- **Task set**:
A. According to the text on the language model rate limiting plugin, when does the reset timer start?
B. Continue the text on the language model rate limiting plugin from its last sentence.

- **Extracted text**:
####

Time window behavior
- Token limits reset after the configured
resetTimeWindowSeconds - The reset timer starts when the first request is processed
- When a time window expires, both prompt and completion token counters reset to their configured limits
Default throttling response
When whenLimitExceeded is set to Throttle, the plugin returns a standard OpenAI-compatible error response:
{
"error": {
"message": "You exceeded your current quota, please check your plan and billing details.",
"type": "insufficient_quota",
"param": null,
"code": "insufficient_quota"
}
}
The response includes:
- HTTP status code:
429 Too Many Requests retry-afterheader with seconds until token limits reset- CORS headers when the original request includes an
Originheader
Use cases
The LanguageModelRateLimitingPlugin is useful for:
- Testing token-based rate limiting: Simulate how your application behaves when language model providers enforce token quotas
- Development cost simulation: Understand token consumption patterns during development before hitting real API limits
- Resilience testing: Verify that your application properly handles token limit errors and implements appropriate retry logic
- Local LLM testing: Test token limiting scenarios with local language models (like Ollama) that don't enforce their own limits
Example scenarios
Scenario 1: Basic token limiting
{
"languageModelRateLimitingPlugin": {
"promptTokenLimit": 1000,
"completionTokenLimit": 500,
"resetTimeWindowSeconds": 300
}
}
This configuration allows up to 1,000 prompt tokens and 500 completion tokens within a 5-minute window.

####

- **Natural language region descriptions**:
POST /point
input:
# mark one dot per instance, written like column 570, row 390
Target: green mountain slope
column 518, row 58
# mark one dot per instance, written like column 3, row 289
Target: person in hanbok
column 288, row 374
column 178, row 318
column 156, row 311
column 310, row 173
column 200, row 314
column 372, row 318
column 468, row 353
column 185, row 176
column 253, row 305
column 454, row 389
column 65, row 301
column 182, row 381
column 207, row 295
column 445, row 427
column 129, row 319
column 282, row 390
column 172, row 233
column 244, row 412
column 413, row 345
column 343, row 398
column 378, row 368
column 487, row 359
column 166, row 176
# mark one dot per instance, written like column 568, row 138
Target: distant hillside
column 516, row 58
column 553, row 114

####

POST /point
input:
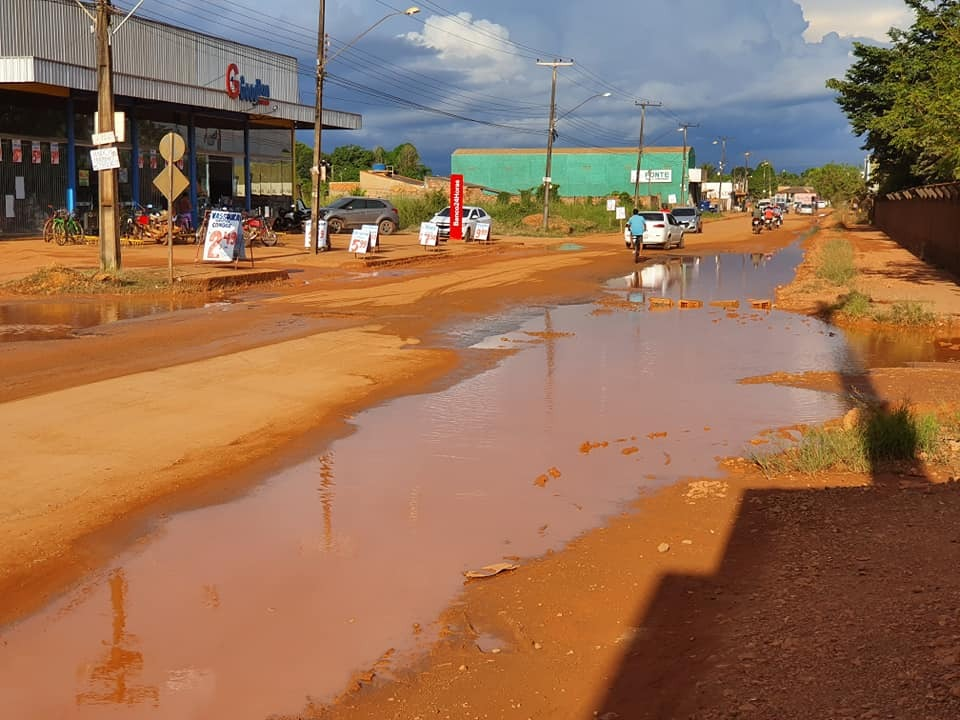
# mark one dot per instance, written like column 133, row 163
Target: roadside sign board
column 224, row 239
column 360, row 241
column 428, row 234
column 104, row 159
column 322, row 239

####

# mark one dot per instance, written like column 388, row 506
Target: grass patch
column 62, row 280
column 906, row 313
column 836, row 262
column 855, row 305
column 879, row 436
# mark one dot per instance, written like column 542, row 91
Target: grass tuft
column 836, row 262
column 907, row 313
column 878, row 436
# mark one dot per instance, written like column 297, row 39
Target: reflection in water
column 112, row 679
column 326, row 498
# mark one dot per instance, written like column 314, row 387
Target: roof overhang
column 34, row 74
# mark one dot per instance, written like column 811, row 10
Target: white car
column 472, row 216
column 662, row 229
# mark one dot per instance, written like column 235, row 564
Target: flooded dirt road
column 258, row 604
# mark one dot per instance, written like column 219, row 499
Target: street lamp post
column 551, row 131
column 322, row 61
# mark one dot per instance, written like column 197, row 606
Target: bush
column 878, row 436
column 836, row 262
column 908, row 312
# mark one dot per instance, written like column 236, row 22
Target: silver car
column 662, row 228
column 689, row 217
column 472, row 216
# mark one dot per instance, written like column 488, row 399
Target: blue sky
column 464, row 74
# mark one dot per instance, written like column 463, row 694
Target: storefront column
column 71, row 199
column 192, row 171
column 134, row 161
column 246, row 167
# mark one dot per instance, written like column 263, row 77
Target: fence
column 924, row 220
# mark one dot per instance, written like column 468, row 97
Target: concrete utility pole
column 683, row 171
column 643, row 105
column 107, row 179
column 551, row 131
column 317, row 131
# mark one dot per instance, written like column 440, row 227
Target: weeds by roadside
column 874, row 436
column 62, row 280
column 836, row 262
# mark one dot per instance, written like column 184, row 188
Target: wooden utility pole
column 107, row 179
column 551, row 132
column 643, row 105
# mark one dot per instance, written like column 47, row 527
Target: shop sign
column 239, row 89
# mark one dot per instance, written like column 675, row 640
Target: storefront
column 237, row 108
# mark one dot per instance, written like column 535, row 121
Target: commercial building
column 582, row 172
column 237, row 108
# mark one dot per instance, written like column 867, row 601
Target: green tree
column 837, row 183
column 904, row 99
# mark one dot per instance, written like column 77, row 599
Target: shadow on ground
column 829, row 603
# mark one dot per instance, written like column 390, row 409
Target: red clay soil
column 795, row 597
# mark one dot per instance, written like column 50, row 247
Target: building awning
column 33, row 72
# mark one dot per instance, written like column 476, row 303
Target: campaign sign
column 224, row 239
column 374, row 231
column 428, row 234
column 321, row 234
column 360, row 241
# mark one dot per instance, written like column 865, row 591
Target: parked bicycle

####

- **Written answers**:
A. It starts when the first request is processed.

B.
Scenario 2: Custom error responses
{
"languageModelRateLimitingPlugin": {
"promptTokenLimit": 2000,
"completionTokenLimit": 1000,
"resetTimeWindowSeconds": 60,
"whenLimitExceeded": "Custom",
"customResponseFile": "custom-token-error.json"
}
}
This configuration uses a custom response file to provide specialized error messages when token limits are exceeded.